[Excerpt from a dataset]
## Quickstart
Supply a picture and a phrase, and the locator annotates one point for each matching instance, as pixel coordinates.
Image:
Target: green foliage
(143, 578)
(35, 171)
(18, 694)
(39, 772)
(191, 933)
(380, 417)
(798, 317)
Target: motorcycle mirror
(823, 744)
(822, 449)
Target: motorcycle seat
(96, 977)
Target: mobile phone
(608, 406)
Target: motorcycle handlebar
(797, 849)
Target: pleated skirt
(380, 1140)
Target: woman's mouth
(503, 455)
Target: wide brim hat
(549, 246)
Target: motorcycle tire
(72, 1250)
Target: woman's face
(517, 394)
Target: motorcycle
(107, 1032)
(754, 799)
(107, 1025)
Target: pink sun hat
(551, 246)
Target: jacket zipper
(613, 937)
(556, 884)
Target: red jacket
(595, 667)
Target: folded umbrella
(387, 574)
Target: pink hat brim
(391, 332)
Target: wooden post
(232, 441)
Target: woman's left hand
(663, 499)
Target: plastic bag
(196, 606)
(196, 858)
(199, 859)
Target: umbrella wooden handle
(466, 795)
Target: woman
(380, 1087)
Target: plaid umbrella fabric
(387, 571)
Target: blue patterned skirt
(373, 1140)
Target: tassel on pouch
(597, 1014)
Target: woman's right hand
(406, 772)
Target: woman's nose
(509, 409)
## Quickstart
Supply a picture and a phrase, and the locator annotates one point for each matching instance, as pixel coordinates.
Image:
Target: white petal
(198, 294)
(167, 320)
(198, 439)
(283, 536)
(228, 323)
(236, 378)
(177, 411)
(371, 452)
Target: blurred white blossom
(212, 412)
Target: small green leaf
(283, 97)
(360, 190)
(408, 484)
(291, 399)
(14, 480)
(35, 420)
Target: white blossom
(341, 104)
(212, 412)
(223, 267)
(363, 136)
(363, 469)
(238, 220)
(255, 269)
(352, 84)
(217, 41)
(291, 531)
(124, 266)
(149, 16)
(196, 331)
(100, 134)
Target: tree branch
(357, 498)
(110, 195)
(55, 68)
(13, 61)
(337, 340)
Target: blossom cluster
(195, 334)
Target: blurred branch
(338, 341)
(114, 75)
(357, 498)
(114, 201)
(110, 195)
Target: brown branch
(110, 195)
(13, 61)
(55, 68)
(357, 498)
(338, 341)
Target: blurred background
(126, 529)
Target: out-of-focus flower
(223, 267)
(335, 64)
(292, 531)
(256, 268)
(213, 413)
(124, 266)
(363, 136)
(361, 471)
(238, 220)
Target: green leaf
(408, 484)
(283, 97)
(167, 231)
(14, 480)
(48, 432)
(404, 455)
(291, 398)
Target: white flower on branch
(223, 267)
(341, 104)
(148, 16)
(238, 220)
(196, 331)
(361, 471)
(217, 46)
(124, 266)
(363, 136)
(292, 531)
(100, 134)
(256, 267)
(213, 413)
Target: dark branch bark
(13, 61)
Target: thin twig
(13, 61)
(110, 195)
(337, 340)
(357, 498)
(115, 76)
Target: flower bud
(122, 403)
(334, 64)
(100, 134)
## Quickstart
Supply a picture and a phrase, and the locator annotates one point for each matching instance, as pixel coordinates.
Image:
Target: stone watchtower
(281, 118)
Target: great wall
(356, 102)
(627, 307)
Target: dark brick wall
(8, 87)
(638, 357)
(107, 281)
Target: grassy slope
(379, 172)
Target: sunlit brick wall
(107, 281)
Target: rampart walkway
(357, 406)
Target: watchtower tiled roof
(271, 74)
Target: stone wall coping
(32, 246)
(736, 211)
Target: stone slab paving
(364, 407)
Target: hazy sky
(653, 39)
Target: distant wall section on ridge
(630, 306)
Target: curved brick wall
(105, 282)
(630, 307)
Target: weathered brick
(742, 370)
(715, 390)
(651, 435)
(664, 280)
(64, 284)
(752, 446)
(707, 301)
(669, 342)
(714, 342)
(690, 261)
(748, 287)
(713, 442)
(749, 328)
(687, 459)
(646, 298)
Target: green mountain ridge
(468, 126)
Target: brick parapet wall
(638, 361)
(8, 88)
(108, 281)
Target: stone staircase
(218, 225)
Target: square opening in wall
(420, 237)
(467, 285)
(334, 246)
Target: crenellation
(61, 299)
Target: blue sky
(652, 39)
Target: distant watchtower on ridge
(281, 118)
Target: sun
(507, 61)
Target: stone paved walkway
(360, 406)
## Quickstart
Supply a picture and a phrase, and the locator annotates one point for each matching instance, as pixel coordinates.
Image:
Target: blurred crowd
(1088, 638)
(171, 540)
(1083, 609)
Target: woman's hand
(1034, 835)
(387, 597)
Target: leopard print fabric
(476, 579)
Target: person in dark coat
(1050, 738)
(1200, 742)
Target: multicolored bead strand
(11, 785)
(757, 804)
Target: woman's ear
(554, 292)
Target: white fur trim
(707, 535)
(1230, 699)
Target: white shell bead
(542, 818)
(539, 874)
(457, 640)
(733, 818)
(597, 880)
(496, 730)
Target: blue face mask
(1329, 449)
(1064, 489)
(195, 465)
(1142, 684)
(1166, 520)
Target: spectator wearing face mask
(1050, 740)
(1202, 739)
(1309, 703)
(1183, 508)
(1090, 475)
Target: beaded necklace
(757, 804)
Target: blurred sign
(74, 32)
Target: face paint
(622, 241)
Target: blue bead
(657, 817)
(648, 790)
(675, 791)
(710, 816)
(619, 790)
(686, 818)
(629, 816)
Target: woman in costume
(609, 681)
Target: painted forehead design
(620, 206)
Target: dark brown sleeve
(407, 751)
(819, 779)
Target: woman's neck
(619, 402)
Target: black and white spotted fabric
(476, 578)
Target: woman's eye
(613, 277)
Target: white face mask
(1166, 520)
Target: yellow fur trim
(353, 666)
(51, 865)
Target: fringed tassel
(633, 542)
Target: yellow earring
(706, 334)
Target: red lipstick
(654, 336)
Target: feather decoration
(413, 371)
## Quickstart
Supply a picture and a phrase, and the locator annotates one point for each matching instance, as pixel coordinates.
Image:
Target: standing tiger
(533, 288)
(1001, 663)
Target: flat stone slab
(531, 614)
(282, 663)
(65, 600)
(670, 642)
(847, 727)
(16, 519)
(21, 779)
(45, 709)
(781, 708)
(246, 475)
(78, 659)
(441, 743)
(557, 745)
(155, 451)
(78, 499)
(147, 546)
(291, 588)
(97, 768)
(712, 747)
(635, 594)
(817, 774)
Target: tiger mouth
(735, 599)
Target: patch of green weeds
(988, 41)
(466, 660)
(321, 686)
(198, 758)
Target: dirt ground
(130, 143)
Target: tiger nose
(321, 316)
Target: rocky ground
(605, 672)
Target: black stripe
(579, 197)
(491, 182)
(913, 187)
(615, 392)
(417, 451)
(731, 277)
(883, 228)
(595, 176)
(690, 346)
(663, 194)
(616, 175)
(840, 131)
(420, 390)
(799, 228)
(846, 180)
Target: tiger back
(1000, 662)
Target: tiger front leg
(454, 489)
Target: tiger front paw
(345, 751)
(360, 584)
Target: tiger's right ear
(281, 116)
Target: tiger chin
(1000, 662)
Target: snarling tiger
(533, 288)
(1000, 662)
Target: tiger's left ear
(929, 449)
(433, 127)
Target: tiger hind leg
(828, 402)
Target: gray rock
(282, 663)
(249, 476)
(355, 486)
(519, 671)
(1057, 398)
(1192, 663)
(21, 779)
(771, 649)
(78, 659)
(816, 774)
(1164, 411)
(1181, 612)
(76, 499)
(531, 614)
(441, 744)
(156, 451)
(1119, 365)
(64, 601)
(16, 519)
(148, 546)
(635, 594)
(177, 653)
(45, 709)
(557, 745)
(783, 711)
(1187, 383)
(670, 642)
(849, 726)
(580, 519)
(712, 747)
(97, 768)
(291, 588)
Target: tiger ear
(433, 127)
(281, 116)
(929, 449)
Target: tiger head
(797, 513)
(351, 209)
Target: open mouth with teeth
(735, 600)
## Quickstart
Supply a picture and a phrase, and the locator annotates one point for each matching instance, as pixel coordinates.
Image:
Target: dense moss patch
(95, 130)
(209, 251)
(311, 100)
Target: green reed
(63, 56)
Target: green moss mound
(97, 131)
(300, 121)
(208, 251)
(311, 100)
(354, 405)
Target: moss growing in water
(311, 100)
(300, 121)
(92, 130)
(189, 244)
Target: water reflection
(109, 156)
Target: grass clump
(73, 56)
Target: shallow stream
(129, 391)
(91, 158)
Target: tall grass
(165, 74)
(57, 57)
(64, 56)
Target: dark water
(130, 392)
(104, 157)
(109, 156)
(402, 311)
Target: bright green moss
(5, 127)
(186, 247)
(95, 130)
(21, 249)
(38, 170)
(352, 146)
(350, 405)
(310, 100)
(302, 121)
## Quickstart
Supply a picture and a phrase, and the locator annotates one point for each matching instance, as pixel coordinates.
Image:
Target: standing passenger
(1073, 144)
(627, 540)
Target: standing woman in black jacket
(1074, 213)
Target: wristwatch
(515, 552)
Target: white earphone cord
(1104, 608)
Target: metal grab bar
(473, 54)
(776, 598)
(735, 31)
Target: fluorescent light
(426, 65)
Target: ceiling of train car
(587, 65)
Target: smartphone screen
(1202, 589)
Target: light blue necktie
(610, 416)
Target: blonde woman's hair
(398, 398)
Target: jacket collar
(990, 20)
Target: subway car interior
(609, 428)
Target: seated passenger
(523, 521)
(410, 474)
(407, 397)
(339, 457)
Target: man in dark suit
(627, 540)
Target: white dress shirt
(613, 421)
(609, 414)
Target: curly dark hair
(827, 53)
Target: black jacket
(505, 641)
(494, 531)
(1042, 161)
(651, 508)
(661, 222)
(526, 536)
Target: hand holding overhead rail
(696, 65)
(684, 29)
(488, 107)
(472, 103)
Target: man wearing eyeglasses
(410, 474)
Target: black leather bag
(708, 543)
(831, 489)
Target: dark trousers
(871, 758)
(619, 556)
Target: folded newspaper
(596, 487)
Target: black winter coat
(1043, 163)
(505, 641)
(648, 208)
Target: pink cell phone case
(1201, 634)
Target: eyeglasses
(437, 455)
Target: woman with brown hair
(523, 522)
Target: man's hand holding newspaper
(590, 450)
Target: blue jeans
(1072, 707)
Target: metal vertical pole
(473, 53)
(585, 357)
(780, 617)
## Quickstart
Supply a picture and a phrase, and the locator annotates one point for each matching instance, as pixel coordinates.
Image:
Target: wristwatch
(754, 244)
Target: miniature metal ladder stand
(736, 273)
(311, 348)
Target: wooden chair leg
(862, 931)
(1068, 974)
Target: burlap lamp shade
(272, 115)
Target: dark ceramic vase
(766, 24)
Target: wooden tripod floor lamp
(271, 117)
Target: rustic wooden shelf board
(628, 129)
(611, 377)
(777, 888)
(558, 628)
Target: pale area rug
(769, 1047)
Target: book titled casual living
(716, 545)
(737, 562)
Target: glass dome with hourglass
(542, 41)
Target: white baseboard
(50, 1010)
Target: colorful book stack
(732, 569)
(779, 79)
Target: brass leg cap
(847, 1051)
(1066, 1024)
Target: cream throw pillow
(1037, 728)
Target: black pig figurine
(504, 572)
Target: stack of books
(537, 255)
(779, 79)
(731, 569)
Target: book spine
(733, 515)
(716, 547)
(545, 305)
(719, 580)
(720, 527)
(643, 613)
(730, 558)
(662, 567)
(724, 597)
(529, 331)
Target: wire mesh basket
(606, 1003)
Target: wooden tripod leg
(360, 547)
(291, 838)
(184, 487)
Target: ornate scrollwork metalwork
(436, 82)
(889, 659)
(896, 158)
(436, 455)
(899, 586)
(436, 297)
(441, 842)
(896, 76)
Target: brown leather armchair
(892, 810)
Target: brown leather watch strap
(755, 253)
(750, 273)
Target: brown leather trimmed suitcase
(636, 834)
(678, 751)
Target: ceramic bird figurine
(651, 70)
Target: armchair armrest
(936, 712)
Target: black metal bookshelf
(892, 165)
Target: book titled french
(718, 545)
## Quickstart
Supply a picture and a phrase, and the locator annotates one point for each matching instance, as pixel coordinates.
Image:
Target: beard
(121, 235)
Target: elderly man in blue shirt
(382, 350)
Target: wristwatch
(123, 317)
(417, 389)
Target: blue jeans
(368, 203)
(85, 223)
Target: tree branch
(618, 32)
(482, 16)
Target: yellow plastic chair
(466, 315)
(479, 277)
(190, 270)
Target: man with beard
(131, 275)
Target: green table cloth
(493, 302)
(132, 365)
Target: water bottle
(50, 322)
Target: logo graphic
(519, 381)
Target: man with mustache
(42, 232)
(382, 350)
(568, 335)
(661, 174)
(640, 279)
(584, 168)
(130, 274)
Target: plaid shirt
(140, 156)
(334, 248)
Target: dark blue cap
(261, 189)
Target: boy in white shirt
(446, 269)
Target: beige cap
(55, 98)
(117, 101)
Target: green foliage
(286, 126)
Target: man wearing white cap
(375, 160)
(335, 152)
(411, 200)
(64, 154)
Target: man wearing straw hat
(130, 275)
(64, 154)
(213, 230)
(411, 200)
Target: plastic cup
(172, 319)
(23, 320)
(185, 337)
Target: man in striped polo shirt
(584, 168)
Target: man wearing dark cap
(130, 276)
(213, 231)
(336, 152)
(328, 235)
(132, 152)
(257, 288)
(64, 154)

_Goal_
Output the stretch from the line containing "Target: blonde woman's hair" through the line containing "(606, 1003)" as a JSON list of strings, one string per line, leaving out blank lines.

_Written reply_
[
  "Target: blonde woman's hair",
  "(398, 398)",
  "Target: jacket collar",
  "(990, 20)",
  "Target: subway car interior",
  "(609, 428)",
  "Target: seated passenger",
  "(523, 521)",
  "(410, 474)",
  "(407, 397)",
  "(339, 457)",
  "Target: man in dark suit",
  "(627, 540)",
  "Target: white dress shirt",
  "(613, 421)",
  "(609, 414)",
  "Target: curly dark hair",
  "(827, 53)",
  "Target: black jacket",
  "(505, 641)",
  "(494, 531)",
  "(1042, 161)",
  "(651, 508)",
  "(661, 222)",
  "(526, 536)",
  "Target: hand holding overhead rail",
  "(696, 65)",
  "(684, 29)",
  "(488, 107)",
  "(472, 103)",
  "Target: man wearing eyeglasses",
  "(410, 474)",
  "Target: black leather bag",
  "(708, 543)",
  "(831, 489)",
  "Target: dark trousers",
  "(871, 758)",
  "(619, 556)",
  "Target: folded newspaper",
  "(596, 487)",
  "Target: black winter coat",
  "(1043, 163)",
  "(505, 641)",
  "(648, 208)",
  "Target: pink cell phone case",
  "(1201, 634)",
  "Target: eyeglasses",
  "(437, 455)",
  "Target: woman with brown hair",
  "(523, 522)",
  "Target: man's hand holding newspaper",
  "(590, 450)",
  "Target: blue jeans",
  "(1072, 707)",
  "Target: metal vertical pole",
  "(473, 53)",
  "(585, 357)",
  "(780, 617)",
  "## Quickstart",
  "Supply a picture and a phrase, and the locator annotates one point for each matching instance, as pixel coordinates.",
  "Image:",
  "Target: wristwatch",
  "(754, 244)",
  "Target: miniature metal ladder stand",
  "(736, 273)",
  "(311, 348)",
  "Target: wooden chair leg",
  "(862, 931)",
  "(1068, 974)",
  "Target: burlap lamp shade",
  "(272, 115)",
  "Target: dark ceramic vase",
  "(766, 24)",
  "Target: wooden tripod floor lamp",
  "(271, 117)",
  "Target: rustic wooden shelf board",
  "(628, 129)",
  "(611, 377)",
  "(777, 888)",
  "(558, 628)",
  "Target: pale area rug",
  "(769, 1047)",
  "Target: book titled casual living",
  "(716, 545)",
  "(737, 562)",
  "Target: glass dome with hourglass",
  "(542, 41)",
  "Target: white baseboard",
  "(50, 1010)",
  "Target: colorful book stack",
  "(732, 569)",
  "(779, 79)",
  "Target: brass leg cap",
  "(847, 1051)",
  "(1066, 1024)",
  "Target: cream throw pillow",
  "(1037, 728)",
  "Target: black pig figurine",
  "(504, 572)",
  "Target: stack of books",
  "(537, 255)",
  "(779, 79)",
  "(731, 569)",
  "Target: book spine",
  "(733, 515)",
  "(716, 547)",
  "(545, 305)",
  "(719, 580)",
  "(720, 527)",
  "(643, 613)",
  "(730, 558)",
  "(662, 567)",
  "(724, 597)",
  "(529, 331)",
  "Target: wire mesh basket",
  "(606, 1003)"
]